• **What is being asked**:
Extract the whole listing as it stands. Do not include the pictures.

### The records

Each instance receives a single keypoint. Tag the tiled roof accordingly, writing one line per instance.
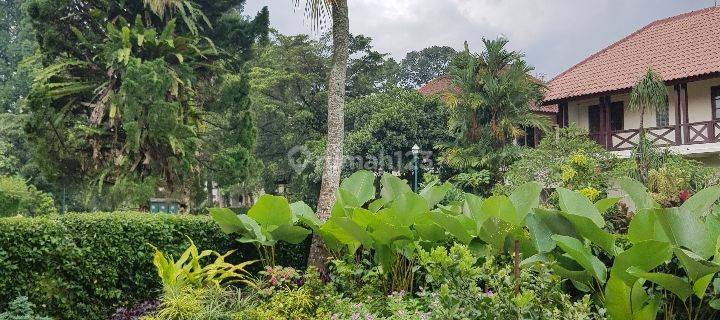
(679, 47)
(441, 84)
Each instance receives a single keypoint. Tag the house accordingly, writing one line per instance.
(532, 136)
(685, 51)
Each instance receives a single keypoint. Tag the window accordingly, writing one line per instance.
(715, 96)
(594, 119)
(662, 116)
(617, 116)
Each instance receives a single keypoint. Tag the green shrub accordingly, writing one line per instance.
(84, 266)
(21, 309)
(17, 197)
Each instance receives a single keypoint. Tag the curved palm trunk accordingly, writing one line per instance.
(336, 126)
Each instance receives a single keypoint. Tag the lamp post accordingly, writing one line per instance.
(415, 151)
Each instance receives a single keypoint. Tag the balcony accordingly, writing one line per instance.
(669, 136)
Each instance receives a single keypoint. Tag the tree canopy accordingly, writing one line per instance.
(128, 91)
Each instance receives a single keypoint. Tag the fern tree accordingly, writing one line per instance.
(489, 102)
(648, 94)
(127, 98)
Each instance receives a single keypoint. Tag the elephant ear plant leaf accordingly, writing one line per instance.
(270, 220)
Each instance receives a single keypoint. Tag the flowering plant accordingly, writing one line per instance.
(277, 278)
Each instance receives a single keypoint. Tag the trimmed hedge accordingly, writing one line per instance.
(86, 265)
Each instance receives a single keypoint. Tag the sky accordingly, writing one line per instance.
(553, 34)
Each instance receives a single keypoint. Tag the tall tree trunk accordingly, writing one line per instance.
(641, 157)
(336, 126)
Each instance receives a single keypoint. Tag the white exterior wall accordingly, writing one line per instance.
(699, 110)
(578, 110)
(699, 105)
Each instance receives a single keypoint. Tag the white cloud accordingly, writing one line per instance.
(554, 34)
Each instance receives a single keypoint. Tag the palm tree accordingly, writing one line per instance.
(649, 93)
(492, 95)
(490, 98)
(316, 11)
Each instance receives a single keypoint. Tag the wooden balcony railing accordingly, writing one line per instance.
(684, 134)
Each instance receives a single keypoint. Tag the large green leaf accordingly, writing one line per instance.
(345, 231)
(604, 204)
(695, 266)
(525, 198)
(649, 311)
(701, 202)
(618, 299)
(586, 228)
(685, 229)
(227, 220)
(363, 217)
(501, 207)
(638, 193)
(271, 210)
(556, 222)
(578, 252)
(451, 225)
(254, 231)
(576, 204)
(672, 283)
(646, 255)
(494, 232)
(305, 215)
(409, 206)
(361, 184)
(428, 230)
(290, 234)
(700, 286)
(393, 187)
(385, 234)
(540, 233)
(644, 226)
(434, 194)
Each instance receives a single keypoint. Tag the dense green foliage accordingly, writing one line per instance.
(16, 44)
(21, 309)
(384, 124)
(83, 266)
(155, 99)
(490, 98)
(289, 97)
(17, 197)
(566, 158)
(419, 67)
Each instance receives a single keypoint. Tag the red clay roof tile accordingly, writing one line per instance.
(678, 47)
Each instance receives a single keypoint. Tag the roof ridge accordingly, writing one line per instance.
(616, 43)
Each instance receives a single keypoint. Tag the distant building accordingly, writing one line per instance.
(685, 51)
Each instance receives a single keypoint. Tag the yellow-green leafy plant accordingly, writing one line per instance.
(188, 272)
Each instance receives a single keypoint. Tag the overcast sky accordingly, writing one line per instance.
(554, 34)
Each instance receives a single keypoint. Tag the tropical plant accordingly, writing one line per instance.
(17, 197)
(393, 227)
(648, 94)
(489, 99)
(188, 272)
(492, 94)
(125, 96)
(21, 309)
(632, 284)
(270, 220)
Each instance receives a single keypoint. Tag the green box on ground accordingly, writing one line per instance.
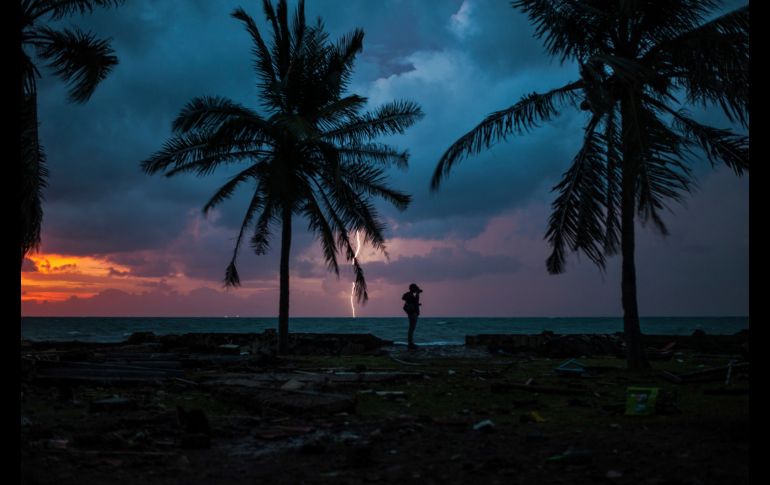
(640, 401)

######

• **Answer area**:
Each instance receives a single keypoint. Tag the tiled roof accordingly, writing one line per instance.
(679, 47)
(441, 84)
Each instance receives a single keypoint. Tag the house accordingly, writing one line per instance.
(532, 136)
(685, 51)
Each instance receives a single keypoint. Tag the window accordingly, writing one line per instance.
(715, 96)
(594, 119)
(662, 116)
(617, 116)
Each instance receives a single keypoint. Tag the green shrub accordingly, writing one line per instance.
(84, 266)
(21, 309)
(17, 197)
Each instance receives a single keypoint. Tag the curved palm trunk accordingly, writing one line per instance.
(336, 126)
Each instance receives a single keypoint. Tag the lamp post accordingly, writing one line per instance.
(415, 151)
Each instance receives a single keypoint. Tag the balcony accordingly, writing one line per instance.
(669, 136)
Each instance receives a single keypoint. Tag the tree canopy accordingly, writing one line per instance.
(128, 91)
Each instance receives a single keypoint. Tag the fern tree accordingly, writing one line per instance.
(489, 102)
(648, 94)
(127, 98)
Each instance receives a single keypoint. Tag the elephant ear plant leaf accordingly, writing one line per instance.
(270, 220)
Each instance receives a single keypoint. Tag the flowering plant accordingly, writing one line per instance.
(277, 278)
Each instance receives a single keypoint. Tag the trimmed hedge accordingly, writing one line per instance.
(86, 265)
Each instance receives a single keypoint. Tag the sky accordingly, writing one line per instance.
(553, 34)
Each instance receives a single keypoint. Tag the tall tree trunk accordingly, writing one line per instance.
(641, 157)
(336, 126)
Each instance receives a single keypoint. Tag the white exterior wall accordingly, writing one line per instance.
(699, 110)
(578, 110)
(699, 105)
Each instance receives a single keypoint. Tag the white cloud accordingly, writing one line per instance.
(554, 34)
Each instance receives a single keypoint. Tag the palm tree accordingly, writing one line per instance.
(649, 93)
(492, 95)
(490, 98)
(316, 11)
Each instance receives a single keypoint. Tag the wooden balcony railing accordingly, writing one line per instance.
(684, 134)
Each instance receives a single keypoint. Tag the large green leaf accordingly, writing one line per instance.
(345, 231)
(604, 204)
(695, 266)
(525, 198)
(649, 311)
(701, 202)
(618, 299)
(586, 228)
(685, 229)
(227, 220)
(363, 217)
(501, 207)
(638, 193)
(271, 210)
(556, 222)
(578, 252)
(451, 225)
(254, 231)
(576, 204)
(672, 283)
(646, 255)
(494, 232)
(305, 215)
(409, 206)
(361, 184)
(428, 230)
(290, 234)
(700, 286)
(393, 187)
(385, 234)
(540, 233)
(644, 226)
(434, 194)
Each instance receives a single keypoint. Tag the dense green foliage accordingly, writing one line per instance.
(16, 44)
(21, 309)
(384, 124)
(83, 266)
(155, 99)
(490, 98)
(289, 97)
(17, 197)
(566, 158)
(419, 67)
Each instance receives a single keypoint. Tag the red clay roof tile accordingly, writing one line per instance.
(678, 47)
Each instance receives a single keypoint. Tag the roof ridge accordingly, writing one line per instance.
(616, 43)
Each instance receives a single keypoint. Tag the distant building accordingly, writing one line per instance.
(685, 51)
Each instance receives a single keypoint. Tag the yellow-green leafy plant accordingly, writing one line per instance.
(188, 272)
Each instance receives a single keypoint. Tag the overcast sky accordingly, writing one line per instance.
(554, 34)
Each instance receives a single keypoint. Tag the tropical plant accordingly, writing one line per instance.
(17, 197)
(393, 227)
(648, 94)
(489, 99)
(188, 272)
(492, 94)
(125, 96)
(21, 309)
(632, 284)
(270, 220)
Each instance receives a single keypoint. Tag the green box on ground accordingly, writing one line per instance.
(640, 401)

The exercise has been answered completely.